**Problem:**
Please list each line in the records below that contains the string "Target", copying every such line in full. Matches are case-sensitive.

**Information given:**
──────────

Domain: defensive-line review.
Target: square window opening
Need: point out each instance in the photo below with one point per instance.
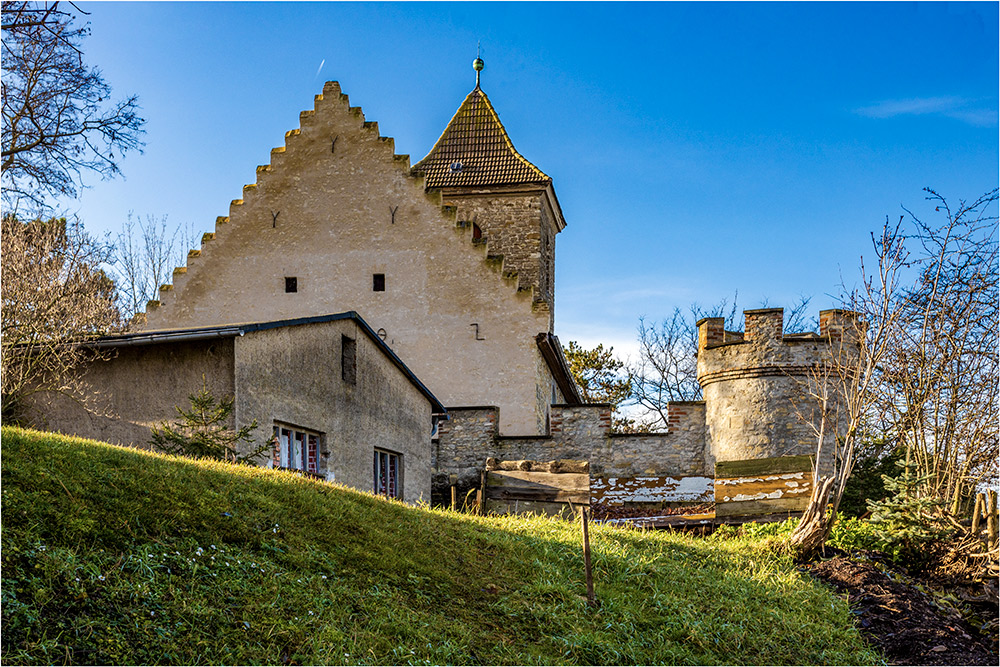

──────────

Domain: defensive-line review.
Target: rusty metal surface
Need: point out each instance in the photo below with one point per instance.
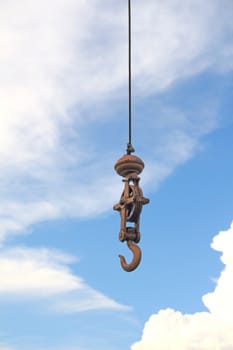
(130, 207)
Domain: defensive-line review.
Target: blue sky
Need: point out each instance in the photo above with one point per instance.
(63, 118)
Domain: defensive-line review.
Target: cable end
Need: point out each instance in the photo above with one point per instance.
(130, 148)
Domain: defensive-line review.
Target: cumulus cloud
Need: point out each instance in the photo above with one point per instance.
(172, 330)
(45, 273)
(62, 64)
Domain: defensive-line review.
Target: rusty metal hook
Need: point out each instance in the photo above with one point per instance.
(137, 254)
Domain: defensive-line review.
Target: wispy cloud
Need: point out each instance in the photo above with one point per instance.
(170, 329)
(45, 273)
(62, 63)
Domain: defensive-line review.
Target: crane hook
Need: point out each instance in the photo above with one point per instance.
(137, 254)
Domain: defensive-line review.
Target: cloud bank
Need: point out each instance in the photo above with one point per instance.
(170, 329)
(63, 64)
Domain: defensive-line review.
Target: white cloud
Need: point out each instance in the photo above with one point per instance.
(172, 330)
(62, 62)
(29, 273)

──────────

**Final result:**
Target: square window opening
Target: rusty metal surface
Target: blue sky
Target: cable end
Target: cumulus cloud
Target: rusty metal hook
Target: wispy cloud
Target: crane hook
Target: cloud bank
Target: white cloud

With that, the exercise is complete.